◆ PROBLEMS:
A – From the airshow report, reproduce the passage that begins with the words containing "Category Archives: Airshows" and ends with "in Military Aviation.".
B – Express the section of the records that begins with the line containing "the jacket sleeve" and ends with the line containing "left=340, top=289, right=432, bottom=449" as a JSON list of strings, with one string per line and no blank lines.

◆ TEXT TO READ:
+++

Category Archives: Airshows

Report: 2017 Aviation Nation Air and Space Expo Celebrates USAF 70th Anniversary at Nellis AFB

Expo Showcases USAF Heritage, Capabilities and Breaking Barriers in Military Aviation.

It is the premiere U.S. Air Force air show: the Aviation Nation Air and Space Expo at Nellis AFB outside Las Vegas, Nevada. This year’s Aviation Nation Air & Space Expo celebrates the 70th Anniversary of the U.S. Air Force with displays and demonstrations rarely seen at any other air show. The theme of the show is “Breaking Barriers” and showcases advances that have crossed gender and race in the U.S. Air Force.

Nellis Air Force Base is adjacent to the sprawling Nellis Range farther north. The range covers a total of 4,500 square miles. It is home of the Nevada Test and Training Range, Nevada National Security Site, Tonopah Test Range, Groom Range, Tikaboo Valley and the fabled “Area 51”. To the southwest is “Star Wars Canyon”, one of the premiere low-flying training areas in the world. It is one of the few places where lucky aviation photographers can photograph real world, low-level flight training- if they’re lucky.

+++

◆ DATA PROVIDED:
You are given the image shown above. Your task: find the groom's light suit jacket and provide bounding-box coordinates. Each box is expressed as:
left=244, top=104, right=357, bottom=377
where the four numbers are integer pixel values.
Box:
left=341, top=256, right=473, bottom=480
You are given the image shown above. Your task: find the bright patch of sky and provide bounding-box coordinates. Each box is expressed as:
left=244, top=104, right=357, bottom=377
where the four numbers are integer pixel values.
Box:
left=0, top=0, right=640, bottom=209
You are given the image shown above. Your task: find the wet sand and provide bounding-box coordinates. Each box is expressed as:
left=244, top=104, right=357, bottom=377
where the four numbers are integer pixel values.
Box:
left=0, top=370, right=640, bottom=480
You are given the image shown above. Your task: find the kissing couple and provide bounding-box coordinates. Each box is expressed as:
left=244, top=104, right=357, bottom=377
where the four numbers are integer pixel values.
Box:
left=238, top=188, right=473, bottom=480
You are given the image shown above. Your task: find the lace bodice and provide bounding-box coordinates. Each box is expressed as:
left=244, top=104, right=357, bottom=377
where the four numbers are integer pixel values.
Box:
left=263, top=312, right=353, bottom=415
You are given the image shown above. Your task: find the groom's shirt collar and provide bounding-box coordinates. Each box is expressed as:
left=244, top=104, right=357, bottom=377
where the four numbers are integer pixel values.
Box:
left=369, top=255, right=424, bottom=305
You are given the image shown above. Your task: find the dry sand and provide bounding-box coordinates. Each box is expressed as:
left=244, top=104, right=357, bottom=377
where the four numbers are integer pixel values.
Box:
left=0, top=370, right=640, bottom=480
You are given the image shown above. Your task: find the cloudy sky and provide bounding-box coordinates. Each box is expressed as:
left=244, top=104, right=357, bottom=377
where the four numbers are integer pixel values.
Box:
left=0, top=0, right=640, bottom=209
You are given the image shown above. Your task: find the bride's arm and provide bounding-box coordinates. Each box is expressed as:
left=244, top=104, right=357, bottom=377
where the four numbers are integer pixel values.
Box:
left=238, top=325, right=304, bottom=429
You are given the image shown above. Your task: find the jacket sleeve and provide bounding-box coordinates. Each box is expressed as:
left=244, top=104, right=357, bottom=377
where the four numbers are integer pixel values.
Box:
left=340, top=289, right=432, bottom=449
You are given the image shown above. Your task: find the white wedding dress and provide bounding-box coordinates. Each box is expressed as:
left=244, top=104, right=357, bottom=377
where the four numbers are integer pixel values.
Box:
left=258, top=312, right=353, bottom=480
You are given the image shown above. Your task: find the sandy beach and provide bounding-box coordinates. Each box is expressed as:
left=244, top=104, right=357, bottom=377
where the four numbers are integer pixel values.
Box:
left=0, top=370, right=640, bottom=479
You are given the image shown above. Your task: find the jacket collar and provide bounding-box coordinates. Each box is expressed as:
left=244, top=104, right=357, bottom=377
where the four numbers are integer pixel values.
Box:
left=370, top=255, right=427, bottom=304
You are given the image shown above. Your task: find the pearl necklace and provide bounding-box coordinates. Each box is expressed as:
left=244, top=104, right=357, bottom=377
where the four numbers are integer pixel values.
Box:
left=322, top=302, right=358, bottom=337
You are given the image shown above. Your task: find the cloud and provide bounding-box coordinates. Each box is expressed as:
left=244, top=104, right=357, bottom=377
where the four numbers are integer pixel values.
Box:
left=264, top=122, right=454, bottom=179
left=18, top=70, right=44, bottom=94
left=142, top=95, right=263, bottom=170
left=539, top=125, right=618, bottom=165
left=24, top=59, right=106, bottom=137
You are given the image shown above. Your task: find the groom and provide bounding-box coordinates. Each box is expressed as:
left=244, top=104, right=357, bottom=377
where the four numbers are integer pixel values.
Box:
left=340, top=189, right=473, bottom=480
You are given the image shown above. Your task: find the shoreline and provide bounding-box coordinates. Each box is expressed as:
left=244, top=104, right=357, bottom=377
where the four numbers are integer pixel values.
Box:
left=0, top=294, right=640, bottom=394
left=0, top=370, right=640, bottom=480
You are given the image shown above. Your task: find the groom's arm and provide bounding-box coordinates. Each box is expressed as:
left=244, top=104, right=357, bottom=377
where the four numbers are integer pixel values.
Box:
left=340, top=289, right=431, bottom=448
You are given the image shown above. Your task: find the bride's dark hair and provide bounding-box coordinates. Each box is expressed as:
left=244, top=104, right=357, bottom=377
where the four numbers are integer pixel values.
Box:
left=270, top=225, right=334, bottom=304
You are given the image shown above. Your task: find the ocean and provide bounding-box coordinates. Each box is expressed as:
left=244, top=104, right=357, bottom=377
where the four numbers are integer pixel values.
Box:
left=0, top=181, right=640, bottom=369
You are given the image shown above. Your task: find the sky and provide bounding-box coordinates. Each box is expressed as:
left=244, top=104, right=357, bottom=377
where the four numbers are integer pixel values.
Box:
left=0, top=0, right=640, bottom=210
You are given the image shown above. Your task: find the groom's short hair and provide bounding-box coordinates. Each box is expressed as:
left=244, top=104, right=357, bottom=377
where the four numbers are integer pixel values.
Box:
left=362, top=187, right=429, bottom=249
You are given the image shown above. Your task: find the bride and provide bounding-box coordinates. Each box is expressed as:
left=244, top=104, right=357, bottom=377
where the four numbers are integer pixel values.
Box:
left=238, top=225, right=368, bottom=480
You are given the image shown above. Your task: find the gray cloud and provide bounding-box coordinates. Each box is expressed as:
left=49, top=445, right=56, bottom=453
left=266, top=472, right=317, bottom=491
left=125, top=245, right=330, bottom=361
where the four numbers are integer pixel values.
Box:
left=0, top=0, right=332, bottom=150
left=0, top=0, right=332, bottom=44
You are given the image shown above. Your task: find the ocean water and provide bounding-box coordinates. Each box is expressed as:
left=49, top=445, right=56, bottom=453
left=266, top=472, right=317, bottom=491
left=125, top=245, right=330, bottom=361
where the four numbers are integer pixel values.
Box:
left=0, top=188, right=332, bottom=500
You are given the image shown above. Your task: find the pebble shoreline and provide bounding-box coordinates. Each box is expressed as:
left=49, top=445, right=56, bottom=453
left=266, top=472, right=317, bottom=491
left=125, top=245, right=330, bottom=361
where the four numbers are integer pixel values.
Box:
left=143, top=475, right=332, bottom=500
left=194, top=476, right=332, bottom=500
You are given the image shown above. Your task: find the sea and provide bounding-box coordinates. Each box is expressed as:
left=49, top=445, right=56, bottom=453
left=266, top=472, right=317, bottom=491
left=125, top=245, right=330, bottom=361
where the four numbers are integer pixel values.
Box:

+++

◆ EXPECTED ANSWERS:
A –
Category Archives: Airshows

Report: 2017 Aviation Nation Air and Space Expo Celebrates USAF 70th Anniversary at Nellis AFB

Expo Showcases USAF Heritage, Capabilities and Breaking Barriers in Military Aviation.

B –
[
  "You are given the image shown above. Your task: find the jacket sleeve and provide bounding-box coordinates. Each box is expressed as:",
  "left=244, top=104, right=357, bottom=377",
  "where the four numbers are integer pixel values.",
  "Box:",
  "left=340, top=289, right=432, bottom=449"
]